**Supplied passage**
= = =

Even though New York City is still waiting for legal cannabis sales to become a reality, black market delivery services have been happily delivering quality bud for over fifty years. But even though every stoner living in the city surely knows the number of at least one delivery service today, only a few know the backstory of the city's very first delivery service.
That's all about to change this week. As part of its roundup of short films this year, the Tribeca Film Festival is premiering The Pope of Dope: The Story of NYC’s First Delivery Service. This new documentary, produced by newly-launched cannabis brand Foxy and modern-day weed delivery service Eaze, recounts the tale of Mickey Cesar, a gay Jewish man who dreamed up a whole new way to sell weed in 1970s New York.
“For our first documentary, it was important to recognize the man and the delivery service that paved the way for today’s cannabis industry,” said Nico Dios, co-founder of Foxy, in a statement. “As Eaze is the pioneer for compliant delivery service today, we can think of no better partner with whom to tell the story of the first delivery model.”
After spending a few years selling weed in Amsterdam, Mickey Cesar moved to NYC in 1979 and set up his own pot business in the East Village. But instead of having buyers come to him, Cesar decided to bring the weed to the people. All a customer needed to do was call “1-800-WANT-POT” and a bike courier would bring them as much weed as they could smoke. This business model is commonplace today, but at the time, it was completely unique.

= = =

**Material**
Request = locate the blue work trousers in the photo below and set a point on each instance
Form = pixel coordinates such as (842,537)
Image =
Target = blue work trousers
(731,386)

= = =

**Problem description**
Answer these from the passage about New York City's first cannabis delivery service:
(a) Which film festival is premiering the documentary?
(b) Who is named as co-founder of Foxy?
(c) What number did customers call to get a delivery?
Leave the material out of this entirely.

**Exercise answer**
(a) The Tribeca Film Festival
(b) Nico Dios
(c) 1-800-WANT-POT